Output the data below line for line, changing nothing.

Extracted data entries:
- - - - -
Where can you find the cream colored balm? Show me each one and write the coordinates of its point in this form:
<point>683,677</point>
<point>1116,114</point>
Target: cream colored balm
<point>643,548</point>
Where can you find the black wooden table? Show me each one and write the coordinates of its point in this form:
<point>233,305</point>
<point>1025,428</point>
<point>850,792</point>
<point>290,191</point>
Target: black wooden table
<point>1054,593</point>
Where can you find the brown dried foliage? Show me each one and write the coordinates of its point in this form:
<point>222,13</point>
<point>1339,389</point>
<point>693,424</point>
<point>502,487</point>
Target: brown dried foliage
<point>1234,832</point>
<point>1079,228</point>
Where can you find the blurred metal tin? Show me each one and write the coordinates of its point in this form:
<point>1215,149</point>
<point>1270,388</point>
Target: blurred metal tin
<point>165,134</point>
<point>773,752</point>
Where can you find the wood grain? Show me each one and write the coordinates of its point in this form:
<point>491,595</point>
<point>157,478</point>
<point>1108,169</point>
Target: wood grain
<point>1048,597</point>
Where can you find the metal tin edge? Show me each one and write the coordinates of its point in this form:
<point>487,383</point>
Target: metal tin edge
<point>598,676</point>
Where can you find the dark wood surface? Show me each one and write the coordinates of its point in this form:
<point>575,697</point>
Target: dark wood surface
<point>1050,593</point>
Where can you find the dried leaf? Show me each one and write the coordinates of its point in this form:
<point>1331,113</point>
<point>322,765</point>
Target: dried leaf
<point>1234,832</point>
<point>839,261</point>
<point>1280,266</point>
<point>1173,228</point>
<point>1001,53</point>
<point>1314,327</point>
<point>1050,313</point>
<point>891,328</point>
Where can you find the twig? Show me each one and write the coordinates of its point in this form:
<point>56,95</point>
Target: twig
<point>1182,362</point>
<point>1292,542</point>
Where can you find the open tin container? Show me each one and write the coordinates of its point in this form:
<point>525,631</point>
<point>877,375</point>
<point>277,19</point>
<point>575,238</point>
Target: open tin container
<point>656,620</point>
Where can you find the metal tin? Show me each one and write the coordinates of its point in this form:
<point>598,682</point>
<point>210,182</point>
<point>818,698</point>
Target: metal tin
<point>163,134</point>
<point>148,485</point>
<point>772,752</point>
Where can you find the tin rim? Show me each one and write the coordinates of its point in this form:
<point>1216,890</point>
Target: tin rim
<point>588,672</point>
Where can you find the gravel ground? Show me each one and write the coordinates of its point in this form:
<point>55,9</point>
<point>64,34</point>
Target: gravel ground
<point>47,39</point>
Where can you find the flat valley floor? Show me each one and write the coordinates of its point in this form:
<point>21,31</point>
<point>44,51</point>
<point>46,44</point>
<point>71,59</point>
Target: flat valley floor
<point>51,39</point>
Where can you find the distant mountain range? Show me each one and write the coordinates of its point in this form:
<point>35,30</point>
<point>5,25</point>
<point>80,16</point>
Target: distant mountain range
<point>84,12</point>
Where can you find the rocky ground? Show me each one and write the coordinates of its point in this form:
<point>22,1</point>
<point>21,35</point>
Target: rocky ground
- - - - -
• [Result of the exercise]
Where can you find the cream colored balm? Show me each one and write the coordinates of its point in this form:
<point>683,677</point>
<point>1116,114</point>
Target: cream colored balm
<point>643,548</point>
Where can you find the black wooden table? Show me each one and write the coordinates of its point in this form:
<point>233,305</point>
<point>1025,428</point>
<point>850,792</point>
<point>290,191</point>
Target: black wooden table
<point>1054,593</point>
Where can you find the brown dried foliage? Show me each one and write the coordinates of its point in this form:
<point>222,13</point>
<point>1339,389</point>
<point>693,424</point>
<point>502,487</point>
Target: brown dried foliage
<point>1234,832</point>
<point>1079,228</point>
Where can you find the blurred metal tin? Show me each one and write the coordinates of its point in this form:
<point>1215,149</point>
<point>1270,388</point>
Target: blurred metal tin
<point>165,134</point>
<point>773,752</point>
Where can you find the wood grain? Show me each one and write the coordinates of its point in this form:
<point>491,595</point>
<point>157,478</point>
<point>1108,169</point>
Target: wood grain
<point>1048,597</point>
Where can you find the metal tin edge? Show me each one and write the coordinates of its point in this form:
<point>487,383</point>
Target: metal tin edge
<point>598,676</point>
Where can you find the dark wood surface? Show me each one and write the coordinates of its point in this form:
<point>575,697</point>
Target: dark wood surface
<point>1050,593</point>
Where can you find the dried leaf? Show me each one and write the coordinates of its point in this form:
<point>1331,113</point>
<point>322,765</point>
Target: dried leaf
<point>1234,832</point>
<point>839,261</point>
<point>1280,266</point>
<point>1173,228</point>
<point>1001,53</point>
<point>1314,327</point>
<point>1050,313</point>
<point>891,328</point>
Where can you find the twig? Show me each one and write the coordinates of its point in this form:
<point>56,95</point>
Target: twig
<point>1182,362</point>
<point>1292,542</point>
Where can you find the open tin container? Show me each one and write the coordinates of its point in this form:
<point>525,631</point>
<point>877,375</point>
<point>277,19</point>
<point>575,238</point>
Target: open tin container
<point>656,620</point>
Where can you find the metal tin? Show me each one and write the coordinates of its point in this form:
<point>598,682</point>
<point>210,182</point>
<point>818,698</point>
Target: metal tin
<point>163,134</point>
<point>148,485</point>
<point>772,752</point>
Where can you find the tin rim? Show me each one and write the coordinates of its point in this form:
<point>1216,890</point>
Target: tin rim
<point>588,672</point>
Where can you find the gravel ground? Show me each one and write the coordinates of its point in this form:
<point>55,9</point>
<point>64,34</point>
Target: gravel ground
<point>47,39</point>
Where can you find the flat valley floor? Show me each one and write the coordinates of its point in this form:
<point>21,31</point>
<point>44,51</point>
<point>46,44</point>
<point>71,59</point>
Target: flat valley floor
<point>51,39</point>
Where can you find the distant mountain range? Show me each one and write the coordinates of its point in this form:
<point>35,30</point>
<point>5,25</point>
<point>80,16</point>
Target: distant mountain range
<point>84,12</point>
Where can you find the rocky ground? Show me each one and write the coordinates of its point in this form:
<point>22,1</point>
<point>21,35</point>
Target: rocky ground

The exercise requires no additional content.